Point labeling items:
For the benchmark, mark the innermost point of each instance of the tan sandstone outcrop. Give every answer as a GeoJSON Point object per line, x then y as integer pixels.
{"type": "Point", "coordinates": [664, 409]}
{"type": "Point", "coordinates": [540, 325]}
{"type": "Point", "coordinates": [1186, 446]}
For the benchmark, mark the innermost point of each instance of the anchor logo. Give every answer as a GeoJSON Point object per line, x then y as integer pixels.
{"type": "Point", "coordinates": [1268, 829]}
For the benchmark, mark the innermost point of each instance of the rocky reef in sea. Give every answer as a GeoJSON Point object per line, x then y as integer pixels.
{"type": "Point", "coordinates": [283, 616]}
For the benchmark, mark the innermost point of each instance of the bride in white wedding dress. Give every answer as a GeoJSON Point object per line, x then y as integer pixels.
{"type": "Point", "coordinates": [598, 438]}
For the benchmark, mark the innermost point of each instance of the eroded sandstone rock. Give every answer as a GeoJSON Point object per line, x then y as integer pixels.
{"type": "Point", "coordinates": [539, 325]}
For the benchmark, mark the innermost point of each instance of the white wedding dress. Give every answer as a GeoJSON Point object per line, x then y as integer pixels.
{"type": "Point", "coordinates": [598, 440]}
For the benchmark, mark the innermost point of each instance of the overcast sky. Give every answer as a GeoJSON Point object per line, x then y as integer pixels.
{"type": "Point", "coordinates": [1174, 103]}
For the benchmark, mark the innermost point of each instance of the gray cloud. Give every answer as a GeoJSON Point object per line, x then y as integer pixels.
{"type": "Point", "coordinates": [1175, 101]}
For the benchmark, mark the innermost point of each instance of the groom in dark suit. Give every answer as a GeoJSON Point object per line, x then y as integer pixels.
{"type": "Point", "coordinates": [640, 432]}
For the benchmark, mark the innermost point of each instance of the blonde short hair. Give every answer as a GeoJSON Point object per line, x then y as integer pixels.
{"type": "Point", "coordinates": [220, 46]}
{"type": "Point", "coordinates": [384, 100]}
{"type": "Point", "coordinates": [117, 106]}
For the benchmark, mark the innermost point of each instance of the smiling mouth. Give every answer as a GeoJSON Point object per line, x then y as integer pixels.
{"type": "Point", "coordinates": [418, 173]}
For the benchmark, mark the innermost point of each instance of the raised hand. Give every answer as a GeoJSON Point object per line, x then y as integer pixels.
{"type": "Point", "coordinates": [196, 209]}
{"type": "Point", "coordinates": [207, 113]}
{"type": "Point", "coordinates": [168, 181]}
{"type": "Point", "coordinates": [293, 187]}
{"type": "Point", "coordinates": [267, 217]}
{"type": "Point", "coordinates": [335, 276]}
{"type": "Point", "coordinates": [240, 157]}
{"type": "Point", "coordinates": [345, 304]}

BRIEF: Rewrite the items from the line containing "of the smiling" through the end of the items, keeping every request line unchanged. Increase each point coordinate in the answers by 37.

FINISHED TASK:
For the benchmark, mark the innermost point of each instance of the smiling mouth. Give every answer as a GeoJSON Point object per line, x then y as integer pixels.
{"type": "Point", "coordinates": [455, 210]}
For the benchmark, mark the innermost point of each instance of the raised hand. Give every answer as a GeoJSON Point object per line, x then y as integer pixels.
{"type": "Point", "coordinates": [233, 246]}
{"type": "Point", "coordinates": [244, 150]}
{"type": "Point", "coordinates": [205, 218]}
{"type": "Point", "coordinates": [330, 224]}
{"type": "Point", "coordinates": [304, 254]}
{"type": "Point", "coordinates": [372, 313]}
{"type": "Point", "coordinates": [277, 194]}
{"type": "Point", "coordinates": [382, 341]}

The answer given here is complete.